*** TEKS SUMBER ***

POJOKSATU.id, JAKARTA – Kantong bocor dana umat ACT Aksi Cepat Tanggap membuat heboh masyarakat Indonesia. Pasalnya, ACT selama ini dikenal selalu membawa misi kemanusiaan dan umat.
Namun hal itu mendadak jadi pergunjingan karena ACT diduga tengah mengalami krisis keungan akibat penyelewengan dana umat yang berlangsung bertahun-tahun.
Dalam laporan investigasi majalah Tempo berjudul ‘Kantong Bocor Dana Umat’, ACT Aksi Cepat Tanggap mengungkap dugaan penyelewengan dana umat oleh petingginya.
Tidak hanya itu, majalah Tempo juga mengungkap adanya pemotongan donasi yang sangat besar sampai adanya kampanye berlebihan.
Dilansir PojokSatu.id dari Tempo.co, Kantong Bocor Dana Umat juga mengungkap sepak terjang Ahyudin, pendiri ACT Aksi Cepat Tanggap.
Ahyudin, diduga menyelewengkan dana sumbangan dan donasi yang dikelola dan dikumpul ACT dari masyarakat.
BACA: Komjen Rafli Amar Dalami Yayasan ACT, Ini Upaya Negara Melindungi Seluruh Warganya
Ahyudin dituding menggunakan uang lembaganya untuk kepentingan pribadi.
Mulai dari membeli rumah dan perabotannya, hingga transfer belasan miliar ke keluarganya.
Akan tetapi, tudingan itu dibantah oleh Ahyudin.
Hanya saja, Ahyudin mengakui dirinya memang sempat membeli rumah dan terlilit tunggakan kredit.

*** DATA UNTUK DIPERIKSA ***

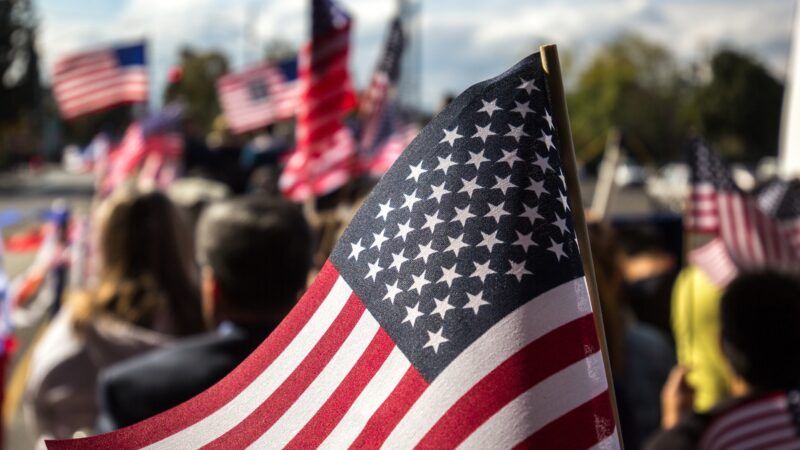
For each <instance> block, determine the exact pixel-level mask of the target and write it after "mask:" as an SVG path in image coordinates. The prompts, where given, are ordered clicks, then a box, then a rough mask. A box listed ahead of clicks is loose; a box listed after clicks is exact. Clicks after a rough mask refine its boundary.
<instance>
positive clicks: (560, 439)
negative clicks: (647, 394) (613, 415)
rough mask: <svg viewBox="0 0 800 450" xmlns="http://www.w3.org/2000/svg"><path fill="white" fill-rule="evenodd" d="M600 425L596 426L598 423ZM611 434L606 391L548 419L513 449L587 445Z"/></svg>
mask: <svg viewBox="0 0 800 450" xmlns="http://www.w3.org/2000/svg"><path fill="white" fill-rule="evenodd" d="M598 425H599V426H598ZM613 433H614V417H613V415H612V412H611V400H610V395H609V392H608V391H605V392H603V393H602V394H600V395H598V396H597V397H595V398H593V399H591V400H589V401H588V402H586V403H584V404H582V405H581V406H579V407H577V408H575V409H573V410H572V411H570V412H568V413H567V414H564V415H563V416H561V417H559V418H558V419H556V420H554V421H552V422H550V423H549V424H547V425H545V426H544V427H542V428H541V429H540V430H538V431H537V432H535V433H533V434H532V435H530V436H529V437H528V438H527V439H525V440H524V441H522V442H520V443H519V445H517V446H516V447H515V448H517V449H524V448H557V449H560V450H572V449H575V450H578V449H586V448H589V447H591V446H593V445H595V444H597V443H598V442H600V441H602V440H603V439H605V438H607V437H609V436H611V435H612V434H613Z"/></svg>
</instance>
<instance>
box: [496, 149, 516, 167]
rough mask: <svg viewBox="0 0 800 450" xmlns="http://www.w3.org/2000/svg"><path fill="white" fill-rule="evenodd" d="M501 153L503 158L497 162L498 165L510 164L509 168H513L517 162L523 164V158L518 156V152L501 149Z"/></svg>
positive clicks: (499, 159) (509, 165) (498, 160)
mask: <svg viewBox="0 0 800 450" xmlns="http://www.w3.org/2000/svg"><path fill="white" fill-rule="evenodd" d="M500 151H501V152H503V157H502V158H500V159H498V160H497V164H500V163H506V164H508V167H511V168H513V167H514V163H515V162H518V161H519V162H522V158H520V157H519V156H517V152H516V150H508V151H505V150H503V149H500Z"/></svg>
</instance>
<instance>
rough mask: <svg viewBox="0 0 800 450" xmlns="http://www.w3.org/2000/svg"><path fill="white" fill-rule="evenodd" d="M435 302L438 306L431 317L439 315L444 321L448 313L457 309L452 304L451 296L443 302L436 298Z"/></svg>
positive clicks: (436, 304) (444, 299)
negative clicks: (452, 310) (432, 316)
mask: <svg viewBox="0 0 800 450" xmlns="http://www.w3.org/2000/svg"><path fill="white" fill-rule="evenodd" d="M433 302H434V303H435V304H436V306H435V307H434V308H433V311H431V312H430V315H431V316H432V315H434V314H438V315H439V317H440V318H441V319H442V320H444V317H445V316H446V315H447V311H450V310H451V309H454V308H455V307H454V306H453V305H451V304H450V296H447V297H445V298H443V299H441V300H439V299H437V298H435V299H433Z"/></svg>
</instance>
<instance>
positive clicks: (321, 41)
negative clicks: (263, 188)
mask: <svg viewBox="0 0 800 450" xmlns="http://www.w3.org/2000/svg"><path fill="white" fill-rule="evenodd" d="M311 10H312V14H311V15H312V17H311V28H312V37H311V42H309V43H308V44H306V45H305V46H304V47H303V48H302V49H301V50H300V56H299V58H300V59H299V72H300V74H299V75H300V94H299V95H300V98H299V101H300V104H299V106H298V108H297V128H296V132H295V142H296V148H295V150H294V153H292V155H291V156H290V157H289V160H288V161H287V163H286V167H285V168H284V169H283V173H282V174H281V178H280V187H281V191H282V192H283V193H284V194H285V195H286V196H287V197H289V198H291V199H294V200H298V201H299V200H305V199H307V198H309V197H313V196H319V195H324V194H327V193H330V192H331V191H334V190H336V189H338V188H340V187H342V186H343V185H344V184H345V183H347V182H348V181H349V180H350V177H351V175H352V172H353V168H354V162H355V161H354V157H355V150H356V146H355V142H354V140H353V136H352V133H351V131H350V129H349V128H347V127H346V126H345V124H344V121H343V119H344V115H345V114H346V113H347V112H348V111H350V110H351V109H353V107H354V106H355V104H356V99H355V94H354V93H353V88H352V86H351V84H350V71H349V70H348V67H347V59H348V55H349V53H350V28H351V24H352V21H351V19H350V16H349V15H348V14H347V12H346V11H345V10H344V9H342V8H341V7H340V6H339V5H337V4H336V3H335V2H334V1H333V0H313V1H312V7H311Z"/></svg>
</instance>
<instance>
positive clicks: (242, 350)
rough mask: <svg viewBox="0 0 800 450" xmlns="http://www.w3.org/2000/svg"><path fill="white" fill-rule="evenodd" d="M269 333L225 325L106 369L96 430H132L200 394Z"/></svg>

***

| INSTRUKSI ANDA |
Periksa apakah setiap pernyataan berikut sesuai dengan teks sumber, lalu jawab ya atau tidak disertai kutipan kata-kata teks yang menentukan jawaban itu. (a) Laporan investigasi majalah Tempo tentang ACT berjudul ‘Kantong Bocor Dana Umat’. (b) Ahyudin membenarkan tudingan bahwa ia memakai uang lembaganya untuk kepentingan pribadi. (c) Ahyudin mengakui pernah membeli rumah.

| JAWABAN LATIHAN |
(a) Ya: "Dalam laporan investigasi majalah Tempo berjudul ‘Kantong Bocor Dana Umat’"
(b) Tidak: "Akan tetapi, tudingan itu dibantah oleh Ahyudin."
(c) Ya: "Ahyudin mengakui dirinya memang sempat membeli rumah"